[What you need to do]
Retype all of the listing exactly, passing over any picture you find.

_ _ _ _ _ _ _

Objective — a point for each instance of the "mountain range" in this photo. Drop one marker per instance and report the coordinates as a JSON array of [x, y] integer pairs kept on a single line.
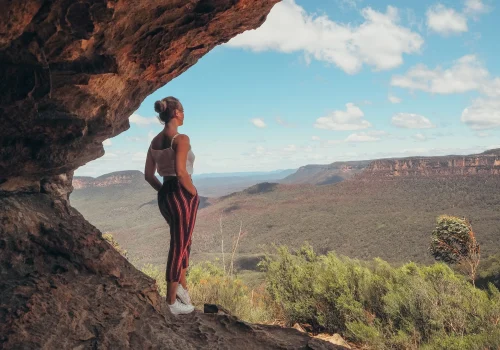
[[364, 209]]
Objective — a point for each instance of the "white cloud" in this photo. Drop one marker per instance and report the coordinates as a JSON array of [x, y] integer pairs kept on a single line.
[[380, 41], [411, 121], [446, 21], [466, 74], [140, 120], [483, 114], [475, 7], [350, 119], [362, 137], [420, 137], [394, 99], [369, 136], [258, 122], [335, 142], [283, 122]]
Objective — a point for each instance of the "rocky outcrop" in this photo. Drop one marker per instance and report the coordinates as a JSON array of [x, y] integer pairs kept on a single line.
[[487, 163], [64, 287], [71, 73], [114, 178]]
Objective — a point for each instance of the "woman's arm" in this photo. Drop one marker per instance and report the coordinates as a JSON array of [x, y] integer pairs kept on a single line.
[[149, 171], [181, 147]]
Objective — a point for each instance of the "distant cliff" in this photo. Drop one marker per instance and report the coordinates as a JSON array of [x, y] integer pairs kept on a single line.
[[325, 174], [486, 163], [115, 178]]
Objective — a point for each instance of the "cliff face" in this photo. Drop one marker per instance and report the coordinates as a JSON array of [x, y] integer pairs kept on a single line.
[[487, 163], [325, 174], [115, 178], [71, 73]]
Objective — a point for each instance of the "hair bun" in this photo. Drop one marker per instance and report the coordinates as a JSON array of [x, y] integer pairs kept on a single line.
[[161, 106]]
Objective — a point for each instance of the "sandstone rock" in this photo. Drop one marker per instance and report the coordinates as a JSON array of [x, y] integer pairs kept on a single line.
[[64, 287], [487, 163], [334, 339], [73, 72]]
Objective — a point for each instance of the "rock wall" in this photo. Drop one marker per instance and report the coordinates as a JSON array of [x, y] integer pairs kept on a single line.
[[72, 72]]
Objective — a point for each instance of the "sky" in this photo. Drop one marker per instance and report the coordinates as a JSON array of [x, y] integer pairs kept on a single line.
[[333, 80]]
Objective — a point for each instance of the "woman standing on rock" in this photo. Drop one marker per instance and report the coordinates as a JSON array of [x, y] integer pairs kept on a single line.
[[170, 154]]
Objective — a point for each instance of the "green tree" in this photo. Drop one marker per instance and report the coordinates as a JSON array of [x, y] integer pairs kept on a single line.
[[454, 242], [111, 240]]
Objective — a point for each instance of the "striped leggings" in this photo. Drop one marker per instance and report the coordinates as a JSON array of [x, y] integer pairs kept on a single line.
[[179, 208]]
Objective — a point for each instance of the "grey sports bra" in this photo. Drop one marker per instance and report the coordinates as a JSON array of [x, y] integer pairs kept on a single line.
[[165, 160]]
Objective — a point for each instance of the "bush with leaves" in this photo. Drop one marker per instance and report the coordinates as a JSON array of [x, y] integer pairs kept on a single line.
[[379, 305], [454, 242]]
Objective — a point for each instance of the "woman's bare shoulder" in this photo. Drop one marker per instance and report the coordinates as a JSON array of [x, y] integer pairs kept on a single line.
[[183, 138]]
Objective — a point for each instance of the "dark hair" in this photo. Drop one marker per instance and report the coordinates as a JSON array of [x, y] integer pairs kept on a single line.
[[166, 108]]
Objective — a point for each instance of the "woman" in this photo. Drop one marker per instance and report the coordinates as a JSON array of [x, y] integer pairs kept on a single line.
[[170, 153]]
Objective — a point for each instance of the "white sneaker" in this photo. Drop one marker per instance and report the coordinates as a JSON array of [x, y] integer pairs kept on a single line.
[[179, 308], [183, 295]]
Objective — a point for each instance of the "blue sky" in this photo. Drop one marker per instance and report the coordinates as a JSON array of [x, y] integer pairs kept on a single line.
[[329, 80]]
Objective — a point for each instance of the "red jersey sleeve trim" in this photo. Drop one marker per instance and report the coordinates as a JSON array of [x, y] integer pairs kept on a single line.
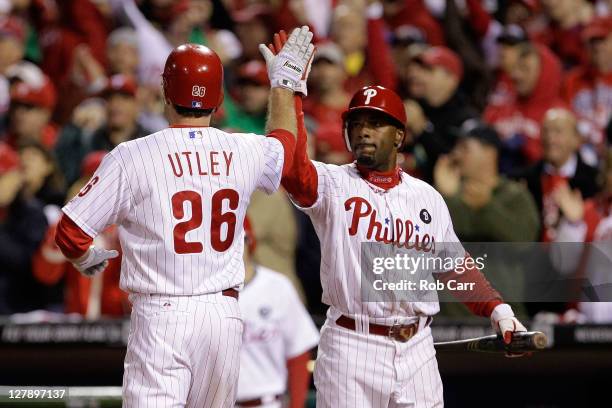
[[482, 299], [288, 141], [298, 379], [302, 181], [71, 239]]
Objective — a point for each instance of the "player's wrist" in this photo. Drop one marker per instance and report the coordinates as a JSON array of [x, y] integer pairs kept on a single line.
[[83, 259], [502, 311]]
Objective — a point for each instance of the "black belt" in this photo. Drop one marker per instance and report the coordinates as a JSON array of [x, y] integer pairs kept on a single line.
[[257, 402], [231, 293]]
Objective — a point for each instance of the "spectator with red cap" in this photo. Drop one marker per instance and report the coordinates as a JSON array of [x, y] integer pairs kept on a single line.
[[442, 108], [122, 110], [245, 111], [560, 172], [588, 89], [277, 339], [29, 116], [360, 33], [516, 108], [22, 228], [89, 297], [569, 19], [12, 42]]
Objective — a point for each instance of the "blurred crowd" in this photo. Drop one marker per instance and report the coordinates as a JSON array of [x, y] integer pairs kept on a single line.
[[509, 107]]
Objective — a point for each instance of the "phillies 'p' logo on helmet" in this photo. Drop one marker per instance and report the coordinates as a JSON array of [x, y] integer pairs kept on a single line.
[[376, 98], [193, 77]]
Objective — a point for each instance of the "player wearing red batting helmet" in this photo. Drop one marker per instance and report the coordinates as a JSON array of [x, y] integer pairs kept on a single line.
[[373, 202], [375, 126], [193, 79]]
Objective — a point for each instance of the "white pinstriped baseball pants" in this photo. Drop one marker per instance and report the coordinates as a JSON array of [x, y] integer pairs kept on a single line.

_ _ _ _ _ _ _

[Response to this task]
Objective — a point for each instance of the "mountain range" in this photo. Drop one marker per instance and report the coordinates as a JSON array of [x, y] integer pairs kept on a single line.
[[364, 209]]
Objective — a point for each instance of the "white cloud" in this photo. Drop one marker per instance and report the coordinates as a JSON array of [x, y] integer pairs kept on a single line.
[[380, 41], [411, 121], [446, 21], [466, 74], [140, 120], [483, 114], [475, 7], [350, 119], [362, 137], [420, 137], [394, 99], [369, 136], [258, 122], [335, 142], [283, 122]]
Objective — a point for each instance of the "rocky outcrop" in this photo. Drop one marker per instance and report the coordinates as a JSON array of [x, y] integer pairs kept on a single line.
[[487, 163], [64, 287], [71, 73], [114, 178]]
Objective — a point for each instance of the "woman's arm" in this photo. Drop one marker per instance and report the coordinates as a JSON array of [x, y] integer pairs kept on a single line.
[[149, 171], [181, 147]]
Objective — a point for each instance of the "distant cliff" in this photo. Drop one marker per instance and report the coordinates as a JSON array of [x, y] integer pairs kept on a single line.
[[325, 174], [486, 163], [115, 178]]
Objective — a point for each instance of the "cliff face" in this photo. Drop one marker per instance and report the coordinates as a JSON array of [x, y] integer pairs kept on a single line.
[[487, 163], [325, 174], [115, 178], [71, 73]]
Objective — a point for each instance of the "hair bun" in this photo. Drop one marker per instance and report the coordinates as a JSON array of [x, y] integer pairs kept on a single line.
[[161, 106]]
Objective — a point for each instance of the "sandstone rock" in this photo. Drop one marker per instance and report the coordinates as a JSON array of [x, y] integer pairs kept on a single line.
[[64, 287], [487, 163], [334, 339], [73, 72]]
Objective — a point for each instance of the "rock wall" in this photo. Drop one marker per instance and report the coordinates as a JSON array of [x, y] integer pairs kept on a single line.
[[72, 72]]
Objective — a point for each instance of the "sky" in this photo. Drop one marker per instance and report the coordinates as a JSON array of [x, y] integer pairs kept on a single line.
[[333, 80]]
Objective — a point for each instance of the "woman standing on rock" in this photo. Drop one marker per instance and report the coordinates as a JSON array of [x, y] integer pairs kept on a single line.
[[170, 154]]
Objective — a point for each instance of the "green tree" in this photo. Drop one marker per instance and report the coordinates as a JSON array of [x, y] integer pairs kept on a single line.
[[454, 242], [111, 240]]
Objective — a point for each instance of the "striped leggings" in this photo. Drop one marker per instance and report the coordinates as a JSON array of [x, y] integer pairs kept on a single line.
[[179, 208]]
Objective — a point for each instance of the "grey sports bra" in this photo. Drop one marker per instance and report the coordinates as a JSON array of [x, y] integer pairs kept on a single line.
[[165, 160]]
Objective — a point for each instance of the "bush with leaves" in this photo. Drop one marker per instance and report the coordinates as a JSON array of [x, y] integer pairs kept on a single line.
[[379, 305], [454, 242]]
Objective — a point for each instance of the "woman's bare shoulder" in this photo. Drop one marker per instance and report the coordinates as a JSON array of [x, y] integer pairs kept on a single line.
[[183, 138]]
Objective — a point for each instance of the "dark hair" in this photo. Drop one marker per instance and report the coordinates as a JSON array of [x, y] integer pairs kept on a single line.
[[166, 108]]
Objective — a point for each instance of the "woman" in this photo. Drop one marker per instance and report the coordinates as a JSON array of [x, y] integer pairs kept on a single line.
[[170, 153]]
Objective — a point for each instance of the "white sneaker" in this photo. Drop one marker per instance and report the coordinates as a JSON array of [x, y] integer pairs kept on a single line.
[[179, 308], [183, 295]]
Objective — a point for each instance of the "blue sky" in this photo. Drop one marker per instance and report the coordinates as a JSON array of [x, y] integer pairs kept on a single line.
[[329, 80]]
Objective — a point for each instance of the "red jersey sleeve trim" in this photo. Drop one marker per instance and report the coordinates as a JSON array of [x, y] integer pairs kept on a single line.
[[482, 299], [288, 141], [298, 379], [302, 181], [71, 239]]
Objective — a point for each instance of the "player's wrist" in this photo. Drop one marker per instance and report the coordinates as a JSON array of [x, y] integer pairs kept on a single line.
[[83, 259], [502, 311]]
Objective — a point for each instance of the "black belt" in this photo. Drop one marker per instance and report the coordinates as a JSON array of [x, y] integer pairs kept on a single line.
[[257, 402], [231, 293]]
Objective — a point for each instance of the "spectator with red cap" in this photo. Drop one marker per instance and report the coordinates as a JSON array of [x, y] integer pairs kept on a single line.
[[442, 108], [122, 110], [245, 111], [560, 172], [588, 89], [277, 339], [29, 116], [360, 33], [516, 108], [22, 228], [89, 297], [569, 19], [12, 42]]
Objective — a point for each instance of the "blurred crowd" in this photo. Drop one marker per instance and report the coordinates as a JSON array of [x, y] integer pairs kept on a single line.
[[509, 107]]
Objective — a point for each instance of the "phillies 'p' logo on helmet" in this photo. Drop one marker per instance and report the coordinates as a JSON array of [x, y] integer pairs kept on a single line.
[[376, 98], [193, 77]]
Objective — a point for each instance of the "player wearing red batting helmet" in this photo. Drop one marker per instance and report the coordinates as a JSON array of [x, y] integer pairs kept on a single line.
[[373, 202], [375, 126], [193, 79]]
Objective — a point for each instance of the "white pinstriped baseball pants" in this photo. Drop one marker per instance and report the coordinates as a JSON array of [x, y] integer pairs kept on a single line.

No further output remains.